— START EXERCISE MATERIALS —
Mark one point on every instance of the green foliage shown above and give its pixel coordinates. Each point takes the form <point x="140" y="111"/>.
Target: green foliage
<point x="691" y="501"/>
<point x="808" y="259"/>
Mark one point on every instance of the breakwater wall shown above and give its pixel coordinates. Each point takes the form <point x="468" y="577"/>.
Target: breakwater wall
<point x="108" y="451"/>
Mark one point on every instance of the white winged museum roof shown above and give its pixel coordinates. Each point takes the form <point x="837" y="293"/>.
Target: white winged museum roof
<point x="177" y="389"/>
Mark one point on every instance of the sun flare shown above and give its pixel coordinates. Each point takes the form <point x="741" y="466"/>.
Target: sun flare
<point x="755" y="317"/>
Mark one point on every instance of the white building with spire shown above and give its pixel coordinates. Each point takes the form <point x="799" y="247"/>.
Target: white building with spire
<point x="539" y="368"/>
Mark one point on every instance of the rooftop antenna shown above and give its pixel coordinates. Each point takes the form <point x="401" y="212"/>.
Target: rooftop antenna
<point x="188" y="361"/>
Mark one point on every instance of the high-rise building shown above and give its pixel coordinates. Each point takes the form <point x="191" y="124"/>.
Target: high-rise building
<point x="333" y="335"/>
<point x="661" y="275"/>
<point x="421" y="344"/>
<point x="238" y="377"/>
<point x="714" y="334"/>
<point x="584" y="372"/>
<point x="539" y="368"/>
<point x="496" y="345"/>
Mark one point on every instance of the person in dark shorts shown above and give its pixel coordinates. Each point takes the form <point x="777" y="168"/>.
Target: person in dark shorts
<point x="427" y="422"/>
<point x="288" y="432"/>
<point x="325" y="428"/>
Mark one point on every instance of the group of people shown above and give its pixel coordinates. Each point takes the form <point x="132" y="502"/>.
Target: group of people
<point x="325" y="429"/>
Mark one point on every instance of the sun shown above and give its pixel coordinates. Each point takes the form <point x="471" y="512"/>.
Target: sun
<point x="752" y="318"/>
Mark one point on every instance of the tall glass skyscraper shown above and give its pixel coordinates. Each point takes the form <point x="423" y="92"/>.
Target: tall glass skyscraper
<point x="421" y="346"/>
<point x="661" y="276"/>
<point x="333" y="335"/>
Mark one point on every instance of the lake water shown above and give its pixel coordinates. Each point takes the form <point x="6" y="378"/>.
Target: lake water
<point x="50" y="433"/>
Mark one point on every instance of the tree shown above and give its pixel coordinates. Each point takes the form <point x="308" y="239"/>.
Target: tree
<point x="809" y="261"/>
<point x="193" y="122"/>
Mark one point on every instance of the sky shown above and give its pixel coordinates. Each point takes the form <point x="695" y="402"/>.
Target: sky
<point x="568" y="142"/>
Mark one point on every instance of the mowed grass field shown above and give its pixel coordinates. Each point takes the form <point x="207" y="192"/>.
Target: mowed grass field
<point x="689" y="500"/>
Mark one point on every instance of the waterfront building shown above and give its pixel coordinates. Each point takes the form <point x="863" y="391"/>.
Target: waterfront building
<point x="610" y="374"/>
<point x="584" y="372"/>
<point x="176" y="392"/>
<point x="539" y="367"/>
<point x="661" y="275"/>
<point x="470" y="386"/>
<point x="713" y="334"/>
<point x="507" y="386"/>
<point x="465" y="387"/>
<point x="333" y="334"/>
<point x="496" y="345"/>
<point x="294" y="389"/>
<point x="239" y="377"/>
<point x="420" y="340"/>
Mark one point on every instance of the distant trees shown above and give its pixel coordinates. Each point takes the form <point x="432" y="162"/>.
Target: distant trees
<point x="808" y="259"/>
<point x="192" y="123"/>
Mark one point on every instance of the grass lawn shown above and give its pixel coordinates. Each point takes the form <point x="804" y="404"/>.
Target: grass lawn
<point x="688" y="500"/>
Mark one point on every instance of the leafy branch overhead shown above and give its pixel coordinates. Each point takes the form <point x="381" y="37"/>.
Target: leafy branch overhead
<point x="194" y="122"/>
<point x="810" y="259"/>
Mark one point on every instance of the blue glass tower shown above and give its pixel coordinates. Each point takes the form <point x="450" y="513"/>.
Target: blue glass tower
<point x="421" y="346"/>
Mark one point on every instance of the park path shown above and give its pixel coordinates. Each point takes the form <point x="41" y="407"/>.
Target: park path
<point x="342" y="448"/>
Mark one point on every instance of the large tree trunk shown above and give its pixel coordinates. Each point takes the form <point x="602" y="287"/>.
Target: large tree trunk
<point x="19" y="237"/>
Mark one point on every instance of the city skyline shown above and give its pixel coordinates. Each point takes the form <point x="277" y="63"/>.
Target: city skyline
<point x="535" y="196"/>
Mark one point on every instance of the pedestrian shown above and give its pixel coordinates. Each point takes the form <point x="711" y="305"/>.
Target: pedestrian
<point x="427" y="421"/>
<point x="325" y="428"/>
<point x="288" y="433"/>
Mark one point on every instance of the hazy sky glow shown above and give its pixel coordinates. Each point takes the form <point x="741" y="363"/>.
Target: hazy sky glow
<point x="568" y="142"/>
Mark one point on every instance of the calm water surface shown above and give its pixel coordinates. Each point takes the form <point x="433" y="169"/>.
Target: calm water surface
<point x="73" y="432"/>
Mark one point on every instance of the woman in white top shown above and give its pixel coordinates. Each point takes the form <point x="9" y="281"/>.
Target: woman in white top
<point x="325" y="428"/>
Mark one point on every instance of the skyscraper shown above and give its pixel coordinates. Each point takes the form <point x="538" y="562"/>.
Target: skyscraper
— END EXERCISE MATERIALS —
▶ YOUR INSTRUCTIONS: Output as a numbered list, blank lines left out, the material from the line with "Mark one point on every instance of the woman" up to and including the last line of the material.

▶ THE RESPONSE:
1. Mark one point on every instance of the woman in white top shown above and give its pixel coordinates. Each point takes the form <point x="9" y="281"/>.
2. Target: woman in white top
3. <point x="325" y="428"/>
4. Mark one point on every instance of the skyscraper shown above and give its pixel coordinates. Each point takes the form <point x="538" y="562"/>.
5. Target: skyscraper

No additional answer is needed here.